_Extract:_
Seven people remain missing after Ukraine’s strike on the drilling platforms, a source in the emergency services of Crimea said on Tuesday.

The fire on one of the oil rigs is still continuing, Russian Federation Council member from Crimea Olga Kovitidi told Interfax.

“With regards to the blaze, it is not abating on the oil rig. The fire approached the well overnight,” Kovitidi said.

On a day filled with intimidation tactics, Russia extended its threats to Lithuania on Monday, calling the Baltic country’s decision to suspend the transit of EU-sanctioned goods to the Russian Kaliningrad region “unprecedented” and “illegal.”

On June 18, Lithuania notified the Kaliningrad Railway of suspending the transit of EU-sanctioned goods through its territory. Up to half of ready-to-import goods, including building materials and metals, are subject to the ban, Kaliningrad region Governor Anton Alikhanov said.

The Russian Foreign Ministry summoned the Lithuanian Chargé d’Affaires on Monday and warned the Baltic diplomat of repercussions if freight transit to the Kaliningrad region is not restored in full in the near future.

“Russia reserves the right to take action to protect its national interests,” the Russian ministry told the Lithuanian official as reported by local media.

_Work to do:_
1 – Translate this sentence from the news report into Spanish: "The fire on one of the oil rigs is still continuing, Russian Federation Council member from Crimea Olga Kovitidi told Interfax."
2 – Write the next few sentences of the news report on the Crimean oil rigs and the Kaliningrad transit ban, picking up after its final sentence.

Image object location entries

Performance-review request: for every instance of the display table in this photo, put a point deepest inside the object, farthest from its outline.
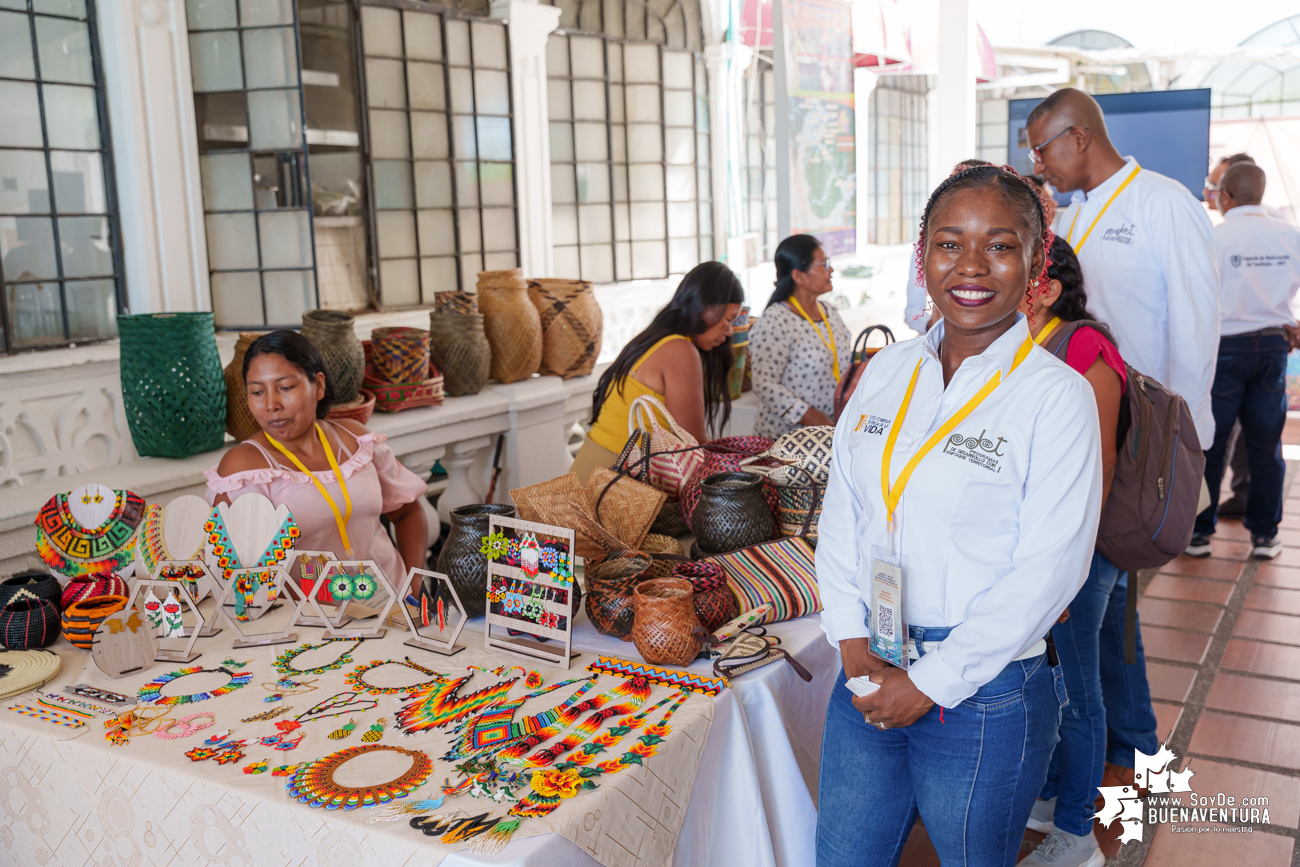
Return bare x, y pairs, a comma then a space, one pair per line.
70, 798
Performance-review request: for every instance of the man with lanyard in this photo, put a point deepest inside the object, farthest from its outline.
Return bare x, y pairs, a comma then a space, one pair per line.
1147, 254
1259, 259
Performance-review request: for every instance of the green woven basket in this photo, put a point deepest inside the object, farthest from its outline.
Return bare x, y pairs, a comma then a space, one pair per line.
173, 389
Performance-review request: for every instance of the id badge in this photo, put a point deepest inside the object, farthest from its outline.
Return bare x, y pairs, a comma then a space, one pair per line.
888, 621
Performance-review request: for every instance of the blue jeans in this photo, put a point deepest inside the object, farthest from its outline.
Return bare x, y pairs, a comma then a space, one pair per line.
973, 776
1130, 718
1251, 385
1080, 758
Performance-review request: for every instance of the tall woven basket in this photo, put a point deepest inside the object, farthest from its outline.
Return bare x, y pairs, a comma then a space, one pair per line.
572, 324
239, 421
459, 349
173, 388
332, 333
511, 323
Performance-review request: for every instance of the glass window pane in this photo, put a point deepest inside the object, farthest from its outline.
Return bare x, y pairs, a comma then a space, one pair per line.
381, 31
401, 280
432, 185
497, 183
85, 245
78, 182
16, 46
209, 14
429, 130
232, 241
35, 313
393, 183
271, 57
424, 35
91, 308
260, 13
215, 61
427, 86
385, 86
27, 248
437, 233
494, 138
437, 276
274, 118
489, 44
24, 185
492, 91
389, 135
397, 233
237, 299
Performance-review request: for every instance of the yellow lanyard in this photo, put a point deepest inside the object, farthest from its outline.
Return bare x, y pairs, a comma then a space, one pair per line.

_Answers to the problems:_
1 – El incendio en una de las plataformas petrolíferas continúa todavía, dijo a Interfax Olga Kovitidi, miembro del Consejo de la Federación de Rusia por Crimea.

2 –
Ukrainian Foreign Minister Dmytro Kuleba said in a tweet on Monday that “Russia has no right to threaten Lithuania.” According to Kuleba, “Moscow has only itself to blame for the consequences of its unprovoked and unjustified invasion of Ukraine.”

Yet on the same day, Russian officials announced military drills of the Baltic Fleet in the Kaliningrad region.

Several hundred firings of multiple rocket launcher systems, large-caliber guns and other artillery will be carried out during the exercises, the Baltic Fleet stated on Monday.

Maneuvers in the Kaliningrad region on Monday involved about 1,000 servicemen and more than 100 combat units, including special artillery equipment and missile units, according to Russian media.

Andriy Yermak, who heads the Ukrainian Presidential office, said Russia’s attempts to threaten Lithuania “are a challenge for the European Union and NATO.”

“Now it is important to maintain a stable position and not make concessions to Russia on sanctions and restrictions on the transit of goods from Russia to Kaliningrad,” Yermak said on Monday.

Any concession will be perceived by Russia as a weakness, the Ukrainian official added.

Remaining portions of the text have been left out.